- **Aim of the exercise**:
Count the lines of the material below that contain the string "twig", treating case as significant, and reply with only that number.

- **Extracted data**:
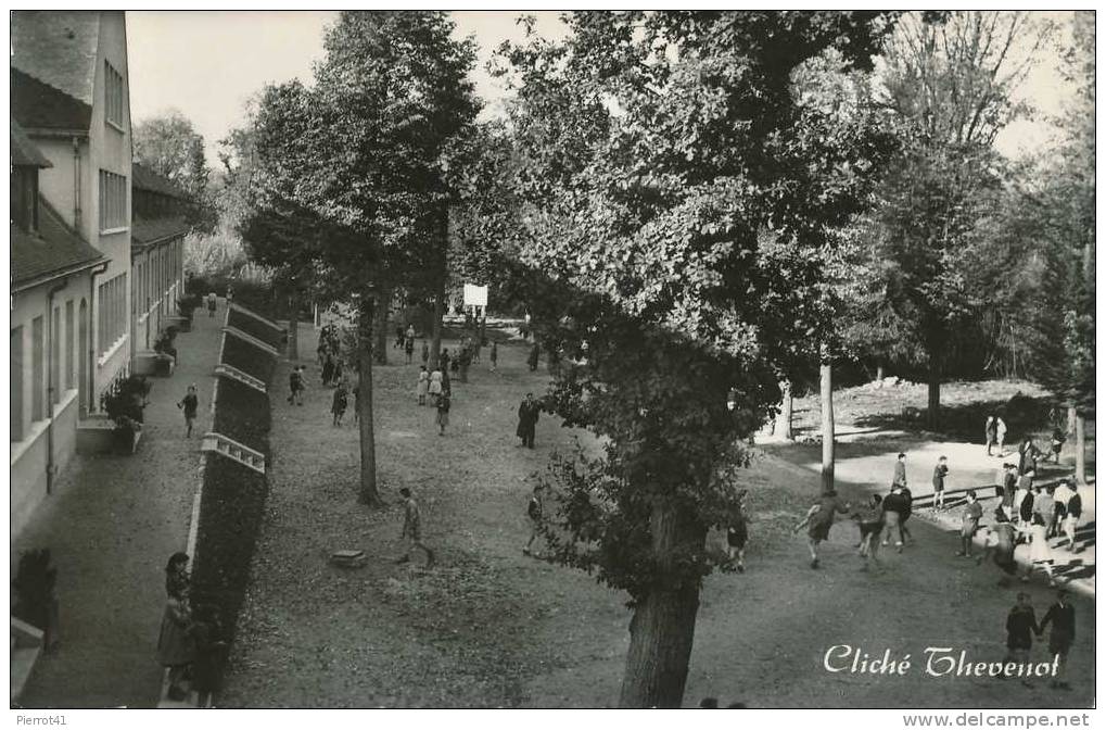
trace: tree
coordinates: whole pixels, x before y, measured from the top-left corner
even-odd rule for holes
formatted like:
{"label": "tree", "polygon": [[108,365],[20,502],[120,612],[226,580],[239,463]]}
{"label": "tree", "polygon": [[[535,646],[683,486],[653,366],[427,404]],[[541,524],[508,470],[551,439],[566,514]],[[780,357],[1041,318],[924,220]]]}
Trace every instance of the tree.
{"label": "tree", "polygon": [[210,234],[219,209],[209,186],[211,171],[204,155],[204,137],[177,110],[135,125],[137,162],[176,183],[189,196],[186,219],[199,233]]}
{"label": "tree", "polygon": [[605,12],[570,24],[564,43],[501,49],[521,227],[498,251],[517,254],[533,320],[565,353],[546,408],[605,444],[554,460],[561,529],[547,537],[557,559],[629,595],[619,703],[675,707],[718,567],[707,533],[729,524],[742,444],[780,402],[781,374],[816,358],[831,328],[826,234],[863,205],[883,148],[870,120],[799,103],[792,74],[833,47],[868,64],[885,23]]}
{"label": "tree", "polygon": [[[250,236],[260,260],[294,270],[306,258],[321,296],[358,311],[361,501],[379,502],[373,438],[374,332],[392,292],[417,285],[441,256],[434,225],[449,199],[450,145],[478,112],[470,40],[444,12],[343,12],[324,39],[314,86],[265,89],[253,131],[251,205],[302,217],[293,251]],[[261,226],[259,230],[264,230]],[[249,225],[242,228],[249,233]],[[262,253],[265,250],[267,253]]]}
{"label": "tree", "polygon": [[993,142],[1027,111],[1014,93],[1050,32],[1022,12],[909,13],[883,54],[883,102],[902,145],[868,218],[877,263],[868,289],[883,298],[885,325],[893,320],[881,329],[905,340],[897,353],[928,373],[933,429],[951,346],[987,296],[968,275],[978,224],[1001,191]]}
{"label": "tree", "polygon": [[1085,419],[1095,409],[1095,28],[1074,13],[1064,72],[1076,94],[1058,120],[1058,155],[1024,201],[1045,233],[1027,354],[1034,376],[1074,415],[1076,479],[1086,481]]}

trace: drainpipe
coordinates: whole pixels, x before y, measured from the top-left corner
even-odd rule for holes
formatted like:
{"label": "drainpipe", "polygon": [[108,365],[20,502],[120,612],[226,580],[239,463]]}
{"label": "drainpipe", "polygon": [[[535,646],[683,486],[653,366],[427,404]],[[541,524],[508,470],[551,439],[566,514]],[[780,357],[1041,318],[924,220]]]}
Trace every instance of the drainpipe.
{"label": "drainpipe", "polygon": [[81,230],[81,141],[73,137],[73,228]]}
{"label": "drainpipe", "polygon": [[[46,408],[50,418],[46,419],[46,494],[54,490],[54,295],[69,286],[69,279],[46,292]],[[60,348],[59,348],[60,349]]]}
{"label": "drainpipe", "polygon": [[88,413],[96,412],[96,277],[107,270],[111,261],[104,261],[92,270],[88,277]]}

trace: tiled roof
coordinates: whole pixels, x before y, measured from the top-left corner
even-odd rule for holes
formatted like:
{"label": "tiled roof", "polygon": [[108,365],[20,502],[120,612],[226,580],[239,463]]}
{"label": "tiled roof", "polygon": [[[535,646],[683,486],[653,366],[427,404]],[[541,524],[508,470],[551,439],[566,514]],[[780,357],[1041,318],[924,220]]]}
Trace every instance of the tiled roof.
{"label": "tiled roof", "polygon": [[95,10],[13,11],[12,68],[91,106],[100,45],[100,14]]}
{"label": "tiled roof", "polygon": [[23,167],[53,167],[45,155],[39,152],[27,132],[15,120],[11,120],[11,164]]}
{"label": "tiled roof", "polygon": [[92,123],[92,106],[15,68],[11,114],[28,130],[87,130]]}
{"label": "tiled roof", "polygon": [[188,193],[178,187],[176,183],[138,162],[131,166],[131,186],[139,191],[168,195],[180,201],[188,199]]}
{"label": "tiled roof", "polygon": [[140,248],[165,238],[184,236],[188,230],[188,224],[180,216],[135,218],[131,222],[131,248]]}
{"label": "tiled roof", "polygon": [[104,256],[90,246],[39,196],[39,230],[27,233],[11,226],[11,276],[18,286],[81,265],[93,265]]}

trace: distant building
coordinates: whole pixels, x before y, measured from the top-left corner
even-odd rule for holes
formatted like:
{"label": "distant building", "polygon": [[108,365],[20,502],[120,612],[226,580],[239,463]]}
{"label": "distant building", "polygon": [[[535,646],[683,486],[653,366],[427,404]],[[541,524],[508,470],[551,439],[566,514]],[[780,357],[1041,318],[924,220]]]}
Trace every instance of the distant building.
{"label": "distant building", "polygon": [[11,13],[12,533],[131,367],[122,11]]}

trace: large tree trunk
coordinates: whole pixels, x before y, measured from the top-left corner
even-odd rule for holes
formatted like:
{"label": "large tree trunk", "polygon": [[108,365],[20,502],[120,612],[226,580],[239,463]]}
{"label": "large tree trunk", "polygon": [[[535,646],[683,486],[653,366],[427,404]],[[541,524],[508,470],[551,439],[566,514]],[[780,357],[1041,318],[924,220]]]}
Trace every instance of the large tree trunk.
{"label": "large tree trunk", "polygon": [[288,359],[300,359],[300,295],[292,291],[290,298],[292,311],[288,316]]}
{"label": "large tree trunk", "polygon": [[937,368],[929,371],[929,400],[926,412],[926,424],[930,431],[941,426],[941,376]]}
{"label": "large tree trunk", "polygon": [[791,381],[782,381],[780,390],[783,391],[783,408],[780,409],[780,414],[775,417],[775,431],[782,439],[793,441],[795,434],[791,431],[791,418],[794,411],[795,395],[791,389]]}
{"label": "large tree trunk", "polygon": [[373,434],[373,298],[362,296],[357,331],[357,361],[361,377],[357,382],[357,419],[361,441],[361,497],[362,504],[376,506],[380,495],[376,491],[376,439]]}
{"label": "large tree trunk", "polygon": [[833,364],[822,361],[822,493],[833,490],[834,422],[833,422]]}
{"label": "large tree trunk", "polygon": [[657,567],[671,579],[657,580],[634,608],[618,706],[678,708],[695,641],[700,582],[679,579],[676,556],[701,552],[707,534],[686,510],[662,500],[654,504],[649,529]]}
{"label": "large tree trunk", "polygon": [[388,364],[388,306],[392,292],[383,290],[373,312],[373,358],[376,364]]}
{"label": "large tree trunk", "polygon": [[[437,363],[441,353],[441,316],[446,311],[446,276],[449,270],[449,208],[441,212],[441,259],[438,269],[437,289],[434,292],[434,321],[430,323],[430,362]],[[432,368],[431,368],[432,370]]]}
{"label": "large tree trunk", "polygon": [[1087,483],[1087,419],[1083,413],[1075,415],[1075,481]]}

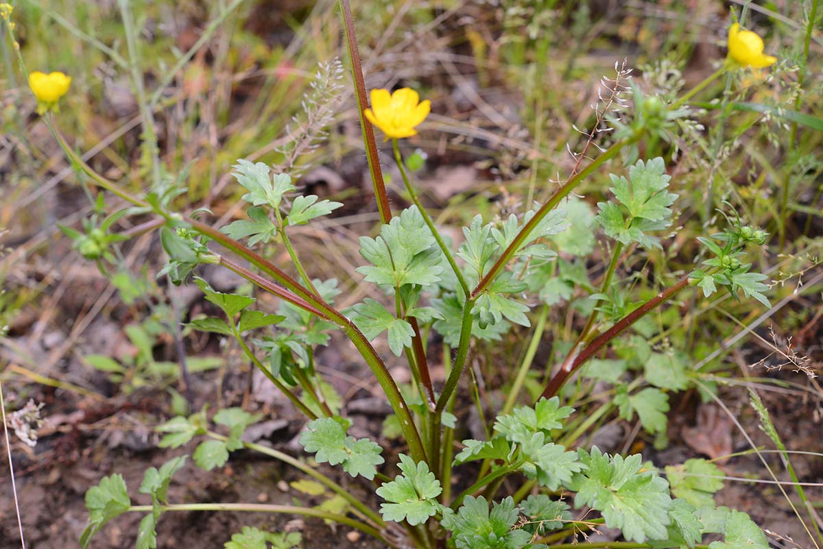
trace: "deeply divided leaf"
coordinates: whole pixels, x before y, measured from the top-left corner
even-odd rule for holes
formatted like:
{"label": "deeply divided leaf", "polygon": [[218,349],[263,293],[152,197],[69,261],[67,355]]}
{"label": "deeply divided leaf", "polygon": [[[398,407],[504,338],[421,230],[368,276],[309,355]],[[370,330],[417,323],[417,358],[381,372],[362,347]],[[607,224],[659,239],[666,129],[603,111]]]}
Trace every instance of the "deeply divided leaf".
{"label": "deeply divided leaf", "polygon": [[666,539],[671,523],[672,498],[668,483],[651,471],[644,471],[639,454],[611,457],[597,447],[591,454],[580,450],[588,469],[583,473],[574,506],[588,505],[600,511],[609,528],[620,528],[629,540]]}
{"label": "deeply divided leaf", "polygon": [[381,504],[380,512],[385,520],[421,524],[440,510],[436,500],[443,491],[440,482],[425,462],[415,463],[407,455],[400,454],[398,467],[402,474],[377,489],[377,495],[388,502]]}
{"label": "deeply divided leaf", "polygon": [[377,474],[376,466],[384,461],[379,445],[369,439],[346,436],[343,426],[331,418],[309,422],[298,442],[315,454],[318,463],[342,464],[343,470],[352,477],[372,480]]}

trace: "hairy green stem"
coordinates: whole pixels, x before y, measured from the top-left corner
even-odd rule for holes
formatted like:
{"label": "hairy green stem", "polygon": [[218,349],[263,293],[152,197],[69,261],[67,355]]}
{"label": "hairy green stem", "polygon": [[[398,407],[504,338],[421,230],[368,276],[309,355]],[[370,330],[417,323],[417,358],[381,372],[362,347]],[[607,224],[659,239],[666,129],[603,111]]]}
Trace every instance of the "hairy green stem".
{"label": "hairy green stem", "polygon": [[392,146],[394,150],[394,160],[398,164],[398,168],[400,169],[400,176],[403,179],[403,183],[406,184],[406,191],[408,191],[409,196],[412,198],[412,201],[414,205],[417,206],[417,210],[420,215],[423,216],[423,220],[425,222],[426,226],[429,230],[431,231],[432,236],[435,237],[435,240],[437,241],[437,245],[440,247],[440,250],[443,251],[443,255],[446,256],[446,261],[449,261],[449,266],[451,266],[452,270],[454,272],[454,276],[457,277],[458,282],[460,284],[460,288],[463,288],[463,294],[468,295],[468,284],[466,282],[466,277],[463,276],[463,271],[460,270],[460,267],[458,266],[457,261],[454,261],[454,256],[452,254],[452,251],[449,249],[446,246],[446,242],[443,240],[443,237],[440,236],[439,232],[437,228],[435,227],[435,222],[432,221],[431,217],[429,213],[423,207],[423,204],[420,201],[420,197],[417,196],[416,191],[412,186],[409,181],[408,175],[406,173],[406,168],[403,164],[403,157],[400,154],[400,145],[398,144],[398,140],[392,140]]}
{"label": "hairy green stem", "polygon": [[300,368],[295,368],[294,373],[295,377],[297,378],[297,382],[300,385],[303,391],[311,397],[311,399],[317,404],[318,407],[321,410],[323,410],[323,413],[326,415],[326,417],[334,417],[334,414],[332,413],[331,408],[328,408],[328,404],[326,404],[326,401],[318,395],[317,391],[314,390],[314,385],[312,385],[311,381],[305,375],[305,372],[304,372]]}
{"label": "hairy green stem", "polygon": [[303,268],[303,262],[300,261],[300,256],[297,255],[297,252],[295,251],[295,247],[291,245],[291,239],[289,238],[289,235],[286,233],[286,227],[283,224],[283,216],[281,215],[279,208],[274,209],[274,215],[277,219],[277,224],[279,225],[278,228],[280,229],[280,238],[283,241],[283,246],[286,247],[286,251],[289,252],[289,257],[291,258],[291,262],[294,263],[295,268],[297,269],[297,273],[300,275],[303,284],[305,284],[305,287],[308,288],[312,293],[319,298],[320,294],[318,293],[317,288],[314,288],[314,284],[312,283],[311,278],[309,276],[309,274],[306,273],[305,269]]}
{"label": "hairy green stem", "polygon": [[520,466],[523,465],[523,459],[518,459],[511,465],[508,465],[506,467],[501,467],[496,471],[486,475],[479,481],[477,481],[469,487],[463,490],[463,492],[459,496],[458,496],[457,498],[455,498],[454,501],[452,502],[451,505],[452,509],[457,510],[458,507],[460,506],[460,504],[463,503],[463,501],[466,498],[467,496],[471,496],[472,494],[477,492],[483,487],[486,487],[494,482],[497,479],[503,478],[506,475],[516,472],[518,468],[520,468]]}

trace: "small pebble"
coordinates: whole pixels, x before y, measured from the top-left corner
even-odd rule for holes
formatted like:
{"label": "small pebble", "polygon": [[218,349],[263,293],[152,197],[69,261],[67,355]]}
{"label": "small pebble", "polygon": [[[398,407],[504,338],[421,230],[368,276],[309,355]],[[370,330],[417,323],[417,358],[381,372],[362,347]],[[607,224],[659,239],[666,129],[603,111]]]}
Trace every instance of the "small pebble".
{"label": "small pebble", "polygon": [[306,527],[306,523],[302,519],[293,519],[286,523],[283,530],[288,532],[301,532]]}

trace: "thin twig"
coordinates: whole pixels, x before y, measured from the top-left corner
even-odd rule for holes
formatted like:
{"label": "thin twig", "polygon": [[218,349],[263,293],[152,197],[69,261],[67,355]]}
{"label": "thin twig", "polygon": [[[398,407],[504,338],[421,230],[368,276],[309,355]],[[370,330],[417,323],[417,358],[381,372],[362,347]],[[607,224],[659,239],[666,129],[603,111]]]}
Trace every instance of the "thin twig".
{"label": "thin twig", "polygon": [[0,381],[0,413],[2,415],[2,430],[6,435],[6,450],[8,454],[8,470],[12,476],[12,492],[14,494],[14,509],[17,512],[17,528],[20,529],[20,546],[26,549],[26,537],[23,536],[23,519],[20,515],[20,502],[17,501],[17,484],[14,480],[14,464],[12,461],[12,439],[8,436],[8,425],[6,424],[6,403],[2,398],[2,381]]}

- **Result below**:
5